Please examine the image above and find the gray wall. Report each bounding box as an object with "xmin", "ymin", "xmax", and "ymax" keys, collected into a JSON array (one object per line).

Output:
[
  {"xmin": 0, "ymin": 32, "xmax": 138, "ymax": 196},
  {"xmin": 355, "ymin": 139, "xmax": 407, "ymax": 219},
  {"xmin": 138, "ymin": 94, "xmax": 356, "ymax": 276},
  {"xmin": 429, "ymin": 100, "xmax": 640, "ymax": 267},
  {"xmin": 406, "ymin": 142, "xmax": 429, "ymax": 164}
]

────────────────

ACTION ITEM ->
All the lines above must be output exactly, with none omitted.

WRITTEN RESPONSE ->
Please examine the image above and find the gray wall. Report each bounding box as an object with "xmin", "ymin", "xmax", and "ymax" keys, collected into a JSON array (one object per line).

Output:
[
  {"xmin": 0, "ymin": 32, "xmax": 138, "ymax": 196},
  {"xmin": 355, "ymin": 139, "xmax": 407, "ymax": 219},
  {"xmin": 138, "ymin": 94, "xmax": 356, "ymax": 276},
  {"xmin": 429, "ymin": 100, "xmax": 640, "ymax": 267},
  {"xmin": 406, "ymin": 142, "xmax": 429, "ymax": 164}
]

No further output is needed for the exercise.